**SUPPLIED MATERIAL:**
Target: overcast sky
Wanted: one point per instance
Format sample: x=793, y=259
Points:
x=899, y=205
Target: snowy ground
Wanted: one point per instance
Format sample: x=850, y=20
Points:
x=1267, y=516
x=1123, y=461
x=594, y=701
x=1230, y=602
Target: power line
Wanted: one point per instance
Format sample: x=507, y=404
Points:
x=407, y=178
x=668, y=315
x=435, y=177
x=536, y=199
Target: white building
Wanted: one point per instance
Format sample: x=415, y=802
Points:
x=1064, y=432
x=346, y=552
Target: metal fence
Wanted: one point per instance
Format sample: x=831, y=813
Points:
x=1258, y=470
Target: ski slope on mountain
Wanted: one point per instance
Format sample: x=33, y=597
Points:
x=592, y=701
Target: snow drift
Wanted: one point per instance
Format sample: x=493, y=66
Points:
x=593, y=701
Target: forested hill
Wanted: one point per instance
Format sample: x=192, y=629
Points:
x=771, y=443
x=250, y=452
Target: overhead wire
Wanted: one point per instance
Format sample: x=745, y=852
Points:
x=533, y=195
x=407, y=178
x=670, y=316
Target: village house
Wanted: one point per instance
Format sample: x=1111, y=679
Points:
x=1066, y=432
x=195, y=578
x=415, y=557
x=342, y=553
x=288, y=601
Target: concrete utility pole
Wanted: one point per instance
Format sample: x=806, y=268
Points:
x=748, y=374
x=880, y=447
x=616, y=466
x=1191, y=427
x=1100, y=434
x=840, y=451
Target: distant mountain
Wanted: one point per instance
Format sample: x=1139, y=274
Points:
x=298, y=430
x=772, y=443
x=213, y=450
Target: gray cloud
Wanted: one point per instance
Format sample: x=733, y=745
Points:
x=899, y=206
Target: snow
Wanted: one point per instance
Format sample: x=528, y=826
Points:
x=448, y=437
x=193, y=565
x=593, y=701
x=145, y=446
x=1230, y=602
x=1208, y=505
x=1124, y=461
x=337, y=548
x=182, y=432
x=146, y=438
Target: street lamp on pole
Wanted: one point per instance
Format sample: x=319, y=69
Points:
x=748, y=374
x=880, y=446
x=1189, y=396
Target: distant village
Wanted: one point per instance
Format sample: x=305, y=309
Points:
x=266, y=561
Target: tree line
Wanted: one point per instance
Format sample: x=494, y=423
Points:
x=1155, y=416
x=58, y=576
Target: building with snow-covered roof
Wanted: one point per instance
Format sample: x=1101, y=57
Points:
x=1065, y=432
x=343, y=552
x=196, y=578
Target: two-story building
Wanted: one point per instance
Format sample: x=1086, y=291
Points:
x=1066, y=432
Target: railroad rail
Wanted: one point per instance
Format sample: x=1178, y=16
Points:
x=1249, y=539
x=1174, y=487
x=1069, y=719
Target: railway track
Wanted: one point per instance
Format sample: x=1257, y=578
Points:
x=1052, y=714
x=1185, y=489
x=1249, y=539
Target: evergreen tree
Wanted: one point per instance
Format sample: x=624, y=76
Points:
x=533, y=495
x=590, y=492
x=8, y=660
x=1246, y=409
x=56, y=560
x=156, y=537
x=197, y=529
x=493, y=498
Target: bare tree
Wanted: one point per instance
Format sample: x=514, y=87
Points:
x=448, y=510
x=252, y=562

**TASK STATEMENT:** Write the entries out again verbatim, every one of them.

**OUTPUT OF THE TASK:**
Target: overcast sky
Wanted: one point per instance
Format sample: x=793, y=259
Points:
x=899, y=205
Target: snowy ground
Wanted: one point per instance
Format sample: x=850, y=20
Points:
x=1267, y=516
x=1123, y=461
x=594, y=701
x=1230, y=602
Target: power line
Wanted: one point per instance
Format sample: x=507, y=404
Points:
x=407, y=178
x=668, y=315
x=435, y=177
x=536, y=199
Target: white building
Wanted: one point per instance
Format sample: x=415, y=802
Points:
x=1064, y=432
x=346, y=552
Target: metal fence
Wanted: one point per instance
Format sample: x=831, y=813
Points:
x=1258, y=470
Target: ski slope on mountain
Wanted: one point per instance
Format sample: x=33, y=597
Points:
x=592, y=701
Target: snow drift
Wanted: one point per instance
Format sample: x=493, y=66
Points:
x=593, y=701
Target: forested hill
Wanted: one point per instance
Format sample: x=192, y=629
Points:
x=771, y=443
x=250, y=452
Target: overhead wire
Wanted: one point per instance
Format sample: x=745, y=852
Points:
x=533, y=195
x=407, y=178
x=670, y=316
Target: village house
Wanted: one point per instance
Format sample: x=1111, y=679
Points:
x=1066, y=432
x=195, y=578
x=415, y=557
x=342, y=553
x=288, y=601
Target: concrete utility pole
Wanted: one point per instance
Format sample: x=806, y=268
Points:
x=748, y=374
x=880, y=447
x=616, y=466
x=1191, y=427
x=1100, y=434
x=840, y=451
Target: distant mountain
Wanted: one point per instance
Format sample: x=1139, y=274
Points:
x=298, y=430
x=772, y=443
x=213, y=450
Target: gray cloud
Wanted: one point per instance
Format sample: x=733, y=745
Points:
x=899, y=206
Target: snow
Wanted: one point per instance
Format sample: x=528, y=826
Points:
x=448, y=437
x=193, y=565
x=593, y=701
x=145, y=446
x=1230, y=602
x=1208, y=505
x=1124, y=461
x=337, y=548
x=182, y=432
x=146, y=438
Target: street lamp on pole
Wanted: one point per instance
Format sample: x=319, y=69
Points:
x=748, y=374
x=880, y=446
x=1189, y=396
Target: distant village
Wanted: one point per instance
Format sample: x=305, y=309
Points:
x=266, y=561
Target: tree line
Wanted: one point per instance
Format sample: x=494, y=423
Points:
x=1155, y=416
x=58, y=576
Target: building with snow-covered roof
Wanted: one point per instance
Format sample: x=1101, y=57
Points:
x=1065, y=432
x=343, y=552
x=196, y=578
Target: two-story building
Wanted: one point per instance
Format sample: x=1086, y=291
Points:
x=1066, y=432
Target: railroad rail
Wanted: one point per instance
Format sample: x=1178, y=16
Points:
x=1249, y=539
x=1174, y=487
x=1069, y=719
Target: railway track
Wanted: one point per instance
Format sample: x=1257, y=578
Points:
x=1052, y=714
x=1185, y=489
x=1249, y=539
Target: evergreen tree
Wanted: one point per instance
Format sample: x=624, y=76
Points:
x=533, y=495
x=590, y=492
x=8, y=660
x=1246, y=409
x=56, y=560
x=156, y=537
x=197, y=529
x=493, y=498
Target: bare tree
Wanted: one point per instance
Format sample: x=514, y=87
Points:
x=448, y=510
x=252, y=562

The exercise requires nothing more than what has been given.